**Directions for this task**
Below are records; report how many of their lines contain the word "camera", giving only the number.

**Dataset excerpts**
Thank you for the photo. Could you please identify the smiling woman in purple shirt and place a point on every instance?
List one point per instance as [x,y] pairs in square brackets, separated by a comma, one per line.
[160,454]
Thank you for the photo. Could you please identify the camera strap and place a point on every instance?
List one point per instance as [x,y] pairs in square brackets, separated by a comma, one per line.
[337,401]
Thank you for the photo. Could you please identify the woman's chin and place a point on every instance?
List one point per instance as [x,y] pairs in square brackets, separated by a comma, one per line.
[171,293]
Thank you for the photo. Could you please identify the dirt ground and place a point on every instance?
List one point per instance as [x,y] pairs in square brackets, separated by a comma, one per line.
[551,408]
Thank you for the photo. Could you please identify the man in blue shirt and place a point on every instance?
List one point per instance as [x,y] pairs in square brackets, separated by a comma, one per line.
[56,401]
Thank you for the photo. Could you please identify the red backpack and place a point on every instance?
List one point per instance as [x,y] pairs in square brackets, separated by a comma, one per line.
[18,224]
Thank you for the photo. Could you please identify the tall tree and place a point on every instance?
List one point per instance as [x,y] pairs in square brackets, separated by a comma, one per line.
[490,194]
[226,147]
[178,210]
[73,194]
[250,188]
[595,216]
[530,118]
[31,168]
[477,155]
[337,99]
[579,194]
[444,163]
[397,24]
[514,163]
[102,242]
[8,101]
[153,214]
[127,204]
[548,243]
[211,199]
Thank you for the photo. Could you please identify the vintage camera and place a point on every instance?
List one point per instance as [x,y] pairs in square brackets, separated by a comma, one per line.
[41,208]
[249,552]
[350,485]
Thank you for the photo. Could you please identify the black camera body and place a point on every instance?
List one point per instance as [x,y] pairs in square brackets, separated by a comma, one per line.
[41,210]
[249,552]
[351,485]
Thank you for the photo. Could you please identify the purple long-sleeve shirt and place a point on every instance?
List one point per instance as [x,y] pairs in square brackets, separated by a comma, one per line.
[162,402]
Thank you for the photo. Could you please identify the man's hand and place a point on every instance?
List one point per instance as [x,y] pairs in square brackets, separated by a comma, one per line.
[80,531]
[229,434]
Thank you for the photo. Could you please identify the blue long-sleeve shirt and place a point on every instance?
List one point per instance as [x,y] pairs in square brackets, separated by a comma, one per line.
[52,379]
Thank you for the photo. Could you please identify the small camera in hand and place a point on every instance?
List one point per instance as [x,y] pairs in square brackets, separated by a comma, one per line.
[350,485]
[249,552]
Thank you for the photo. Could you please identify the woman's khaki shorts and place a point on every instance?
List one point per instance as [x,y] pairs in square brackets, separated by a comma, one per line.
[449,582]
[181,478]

**Response**
4